== DOCUMENT ==

Therefore, the passage of this bill today, whilst perhaps largely unremarked in this place and even potentially in our broader community, will be a landmark event for those individuals who have lived with that stigma and shame. That criminal record may have had a significant impact on their ability to pursue a career or engage in the workforce, let alone in broader civil society. Such a record would have been a heavy personal burden that that person would have had to have carried throughout their life.
There is no legislative mechanism, no rewriting of statute, that can undo the emotional wounds of being subject to a criminal process for what was and remains a consensual sexual act between two adults. This bill gives, though, some comfort to heal those wounds and to lift the burden of the criminal record. The bill sends a clear message from this place that the discrimination of past decades is no longer acceptable.
The bill recognises that loving and respectful relationships are a positive contribution to our community, regardless of the sex or gender of the people involved in the relationship. The bill therefore provides that a convicted person can apply to have their conviction extinguished. If the convicted person has died, an application can be made on their behalf by their legal representative, a member of their family or someone else who had a close relationship with them. Even though the act of extinguishment for someone who has died will be largely symbolic, the ability to make such an application recognises the broad impact that the conviction would have had and the importance of confirming that, by our own perhaps slightly more enlightened standards, the person should never have been convicted in the first place.

===
== GIVEN MATERIAL ==

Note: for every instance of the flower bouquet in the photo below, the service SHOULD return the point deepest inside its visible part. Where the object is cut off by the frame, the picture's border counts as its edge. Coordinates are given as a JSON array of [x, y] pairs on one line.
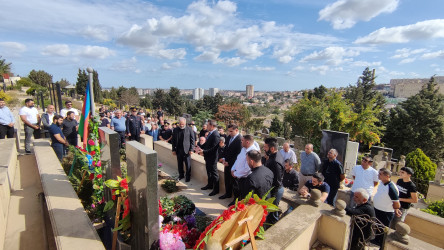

===

§ WHAT THE TASK REQUIRES: Reproduce the bill speech at the top of the page in full, word for word.

§ WRITTEN SOLUTION:
Therefore, the passage of this bill today, whilst perhaps largely unremarked in this place and even potentially in our broader community, will be a landmark event for those individuals who have lived with that stigma and shame. That criminal record may have had a significant impact on their ability to pursue a career or engage in the workforce, let alone in broader civil society. Such a record would have been a heavy personal burden that that person would have had to have carried throughout their life.
There is no legislative mechanism, no rewriting of statute, that can undo the emotional wounds of being subject to a criminal process for what was and remains a consensual sexual act between two adults. This bill gives, though, some comfort to heal those wounds and to lift the burden of the criminal record. The bill sends a clear message from this place that the discrimination of past decades is no longer acceptable.
The bill recognises that loving and respectful relationships are a positive contribution to our community, regardless of the sex or gender of the people involved in the relationship. The bill therefore provides that a convicted person can apply to have their conviction extinguished. If the convicted person has died, an application can be made on their behalf by their legal representative, a member of their family or someone else who had a close relationship with them. Even though the act of extinguishment for someone who has died will be largely symbolic, the ability to make such an application recognises the broad impact that the conviction would have had and the importance of confirming that, by our own perhaps slightly more enlightened standards, the person should never have been convicted in the first place.